[EXERCISE MATERIAL]
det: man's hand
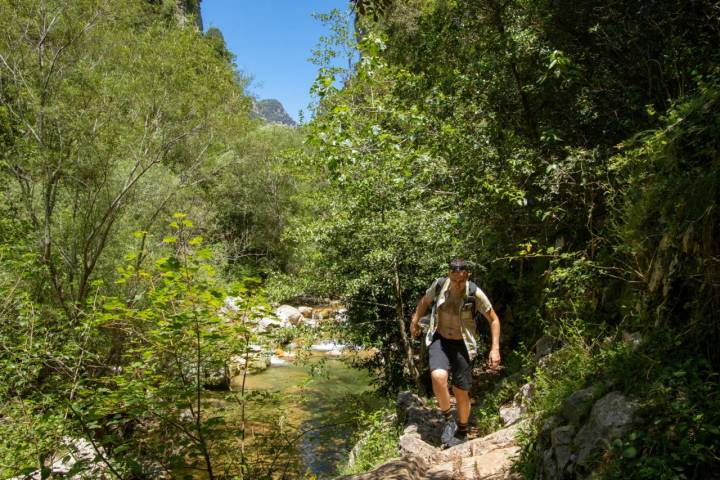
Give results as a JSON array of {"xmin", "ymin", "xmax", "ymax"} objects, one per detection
[
  {"xmin": 488, "ymin": 348, "xmax": 501, "ymax": 369},
  {"xmin": 410, "ymin": 319, "xmax": 421, "ymax": 338}
]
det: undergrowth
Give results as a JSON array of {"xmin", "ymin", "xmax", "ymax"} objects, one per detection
[
  {"xmin": 514, "ymin": 325, "xmax": 720, "ymax": 479},
  {"xmin": 335, "ymin": 403, "xmax": 400, "ymax": 476}
]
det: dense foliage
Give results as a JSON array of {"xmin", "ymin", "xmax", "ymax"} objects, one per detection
[
  {"xmin": 289, "ymin": 0, "xmax": 720, "ymax": 476},
  {"xmin": 2, "ymin": 0, "xmax": 719, "ymax": 478},
  {"xmin": 0, "ymin": 0, "xmax": 303, "ymax": 477}
]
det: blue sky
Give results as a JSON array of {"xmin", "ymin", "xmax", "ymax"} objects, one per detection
[{"xmin": 201, "ymin": 1, "xmax": 352, "ymax": 123}]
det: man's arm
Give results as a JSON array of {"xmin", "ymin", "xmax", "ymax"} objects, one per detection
[
  {"xmin": 482, "ymin": 308, "xmax": 501, "ymax": 369},
  {"xmin": 410, "ymin": 295, "xmax": 432, "ymax": 338}
]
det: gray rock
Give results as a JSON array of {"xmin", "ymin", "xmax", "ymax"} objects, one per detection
[/EXERCISE MATERIAL]
Begin at the first line of the entries above and return each line exactly, stopping after the line that contains "det: undergrowth". Pictures do not belong in the copy.

→ **EXPECTED OUTPUT**
det: man's hand
Give results as a JSON array of {"xmin", "ymin", "xmax", "ymax"} objects, one per detection
[
  {"xmin": 488, "ymin": 348, "xmax": 501, "ymax": 369},
  {"xmin": 410, "ymin": 319, "xmax": 421, "ymax": 338}
]
det: undergrowth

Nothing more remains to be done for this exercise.